#### GIVEN TEXT:
------------------------------

ORLANDO, Fla. -- Hurricane Irma cleared out of South Florida on Sept. 10. In Orlando, University of Miami officials gathered in a hotel room, pulled up a spreadsheet, got out their phones and went to work.
When they left campus to prepare for the storm, players, coaches and staff members went in different directions. They had no idea when they would return.
Or what they would return to.
Now that the worst had passed, the priority became checking on the safety of all 380 athletes and 150 staff members.
Men's basketball coach Jim Larranaga texted. His team was fine. Women's basketball coach Katie Meier texted. Her team was fine. Check marks started filling the spreadsheet.
But there was trouble tracking down a few football players and coaches in South Florida because of power outages and intermittent cellphone service.
Running back Travis Homer's mother had to go to linebacker Zach McCloud's home in Lantana, Florida, to make sure McCloud was safe. He had no cell service and was out helping to clean up yards. Cornerbacks coach Mike Rumph also had no cell service or power, and it took hours to locate him, too.
By Tuesday morning, Miami had a check mark next to every coach and player. Deputy athletic director Jennifer Strawley called athletic director Blake James to deliver the news.
A raucous celebration ensued.
"It was definitely a moment of jumping up and down and cheering," Strawley said.

------------------------------

#### EXERCISE DATA:
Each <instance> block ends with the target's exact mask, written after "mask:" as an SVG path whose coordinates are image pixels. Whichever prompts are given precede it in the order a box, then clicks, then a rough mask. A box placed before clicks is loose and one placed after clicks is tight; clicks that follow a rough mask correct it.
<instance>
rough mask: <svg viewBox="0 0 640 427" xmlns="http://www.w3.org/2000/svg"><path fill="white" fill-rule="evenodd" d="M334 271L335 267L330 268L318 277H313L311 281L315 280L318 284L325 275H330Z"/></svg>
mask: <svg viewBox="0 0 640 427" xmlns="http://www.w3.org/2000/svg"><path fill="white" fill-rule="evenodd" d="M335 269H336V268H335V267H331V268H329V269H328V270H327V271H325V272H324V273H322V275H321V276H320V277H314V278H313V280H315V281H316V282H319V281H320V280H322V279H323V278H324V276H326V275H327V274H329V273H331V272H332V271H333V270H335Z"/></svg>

------------------------------

#### QUESTIONS TO ANSWER:
1 - Based on the Hurricane Irma article, say whether each statement agrees with it, answering yes or no and quoting the deciding words. (a) Miami officials met in a hotel room in Orlando after the storm left South Florida. (b) Cornerbacks coach Mike Rumph was located within minutes. (c) Athletic director Blake James called Jennifer Strawley to deliver the news.
2 - Please extend the Hurricane Irma article with a few more paragraphs.

#### RESULTS OF THE TASKS:
1 -
(a) Yes: "In Orlando, University of Miami officials gathered in a hotel room"
(b) No: "it took hours to locate him, too."
(c) No: "Deputy athletic director Jennifer Strawley called athletic director Blake James to deliver the news."

2 -
For the first time in over a week, everyone in the Miami athletic department felt joy. And relief.
They were not alone.
Inside athletic departments across the entire state, administrators grappled with the best way to respond to Hurricane Irma. In the end, they had to answer one basic question: What would best ensure the safety and well-being of their student-athletes, coaches and staff?
To get a sense for what they faced, athletic directors, coaches and players in the state of Florida shared their thoughts now that a return to normalcy has begun. The following is an inside look at how one storm impacted seven FBS schools and eight football games over a two-week span.
Shortly after 5 a.m. on Wednesday, Sept. 6, James called Strawley. Had she seen the latest advisory on Irma?
It portended trouble for Florida, and South Florida in particular. The Category 5 storm with 185 mph winds barreled over the Caribbean without weakening, and threatened to become the most intense hurricane to ever hit the United States.
Miami had two options: travel to play Arkansas State and stay in that area indefinitely, or release players to their families and provide evacuation options for those with nowhere else to go.
It quickly became apparent that playing the game would not be a viable option. Frantic parents were calling coaches and administrators asking for their children to come home. Players asked to be released so they could help board up windows, buy supplies and take care of their families.
"There were these two options," Strawley said. "Do we get everybody safe in a place where we can mobilize and be together and know all our student-athletes are safe? And then there was this other side: We had student-athletes and staff who were emotional because they had siblings and mothers who couldn't board up their houses if we didn't release them."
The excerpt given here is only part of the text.